[Excerpt to read Boundary: Start]
The deal valued the combined firm at about $1.25 trillion. The merged shop is now branded SpaceXAI.
It has lost more than 50 staff since the deal closed, per The Information.
At least 11 staff went to Meta. At least seven joined Mira Murati's Thinking Machine Labs.
The exits hit leaders on coding, world models, and Grok voice. Pre-training is the team that builds the actual models from scratch.
It has shrunk to a handful of people.
Some left because of culture and burnout. Some left to cash out, since SpaceX runs tender offers that let staff sell vested shares before any public listing.
Why The $420 Story Matters
On its own, a missed pay-out is small. In context, it lands different.
xAI is trying to sell Wall Street on Grok. It is also trying to keep its own staff for the IPO.
Asking workers to share private tax data and then not paying them lands wrong on both fronts.
There is a privacy issue too. Tax returns hold Social Security numbers, home addresses, and income detail.
[Excerpt to read Boundary: End]
[Data extract Boundary: Start]
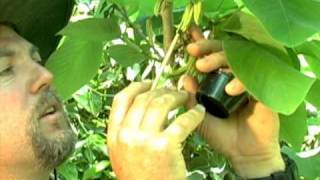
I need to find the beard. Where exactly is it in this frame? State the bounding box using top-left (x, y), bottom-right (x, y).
top-left (28, 90), bottom-right (77, 170)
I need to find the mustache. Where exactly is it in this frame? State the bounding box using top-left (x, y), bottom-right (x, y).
top-left (31, 89), bottom-right (62, 118)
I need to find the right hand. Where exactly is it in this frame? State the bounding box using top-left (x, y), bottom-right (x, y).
top-left (107, 82), bottom-right (205, 180)
top-left (183, 27), bottom-right (284, 178)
[Data extract Boundary: End]
- **Task brief**
Write the next part of the article on xAI's staff departures, picking up after its final sentence. You can set the records aside; they play no part here.

- **Task result**
All of that is now training data for a chatbot.
The number itself is also a tell. $420 is small money for a Wall Street IPO candidate.
It is also a number Musk has used for years as a joke. xAI did not reply to public questions about when staff will be paid.
What To Watch
Watch xAI's data and labor practices, not just its model scores.
A firm burning about $1 billion a month and losing senior staff does not need a story about unpaid workers.
For investors waiting on the SpaceX-xAI public listing, that mix is what matters.
The story also sets a tone. If xAI cannot pay its own staff for tax help, no Wall Street firm should hand it sensitive client data either.